What to do:
In the article about imaging HIV, which two molecules are called the main characters of the research?

Provided text:
⁂

Mapping a Virus
Professor's Research Aims to Demystify HIV
“Seeing is believing.” Coming from a scientist that might sound tired or cliché. But for Schuyler van Engelenburg, that idea is the North Star. What he learns about HIV through his hand-built microscope’s viewfinder is the “ultimate proof,” confirming some things scientists thought they knew about the virus, and uncovering new potential avenues for treating it.
“Take maybe the finest human hair — the tip of an eyelash. That’s maybe 80 microns. This is 800 times smaller than that. But we can see it. We can image this stuff. And that’s the amazing thing.”
That’s the scale on which van Engelenburg, an assistant professor in the Department of Biological Sciences, must work as he peers deep into the inner mechanisms of the human immunodeficiency virus (HIV). Bolstered by a $1.76 million grant from the National Institutes of Health (NIH), van Engelenburg’s research is focused on imaging HIV to create an exhaustive roadmap of the virus’ functions. His work could well aid in drug and vaccine development.
If a single HIV particle is the setting for van Engelenburg’s research story, the two main characters are the molecules “Gag” and “Envelope.” Understanding and disrupting the clandestine meeting of these two molecules, says van Engelenburg, may be a crucial tool in stopping the virus’ spread.

⁂

Material provided:
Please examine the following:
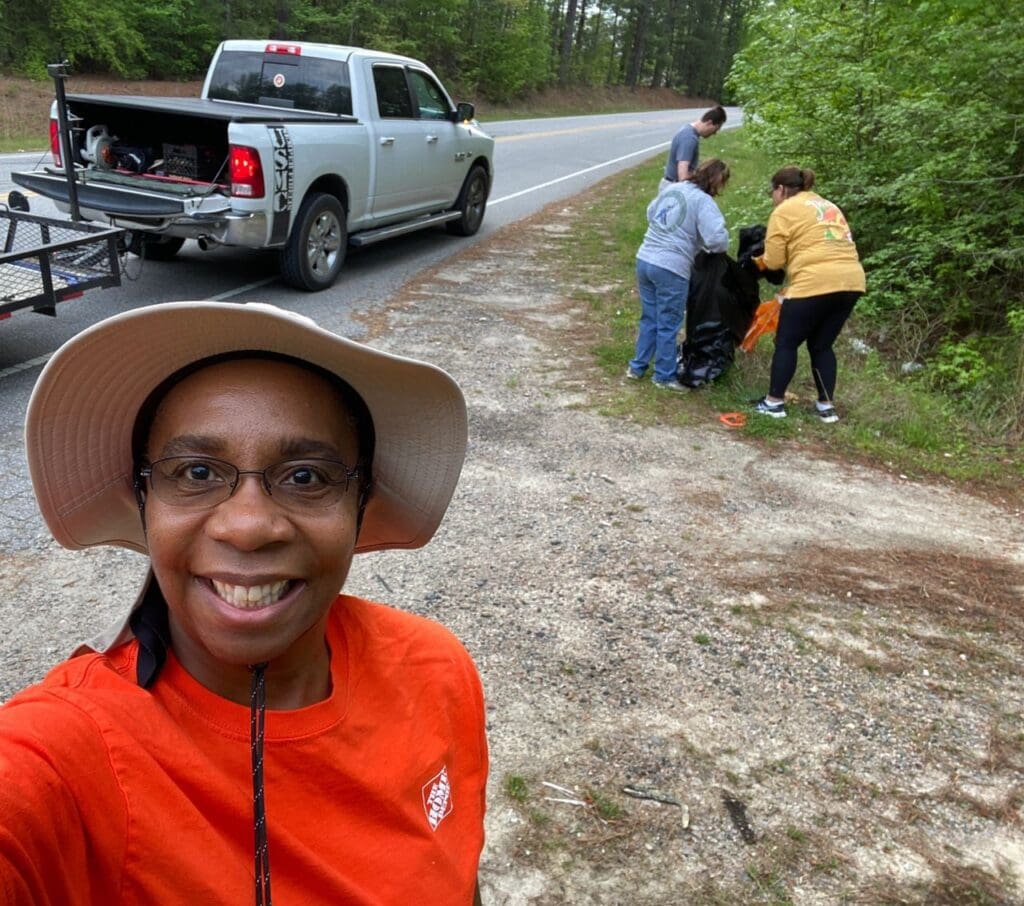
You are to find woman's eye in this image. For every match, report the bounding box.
[285,466,325,487]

⁂

Completed task:
Gag and Envelope.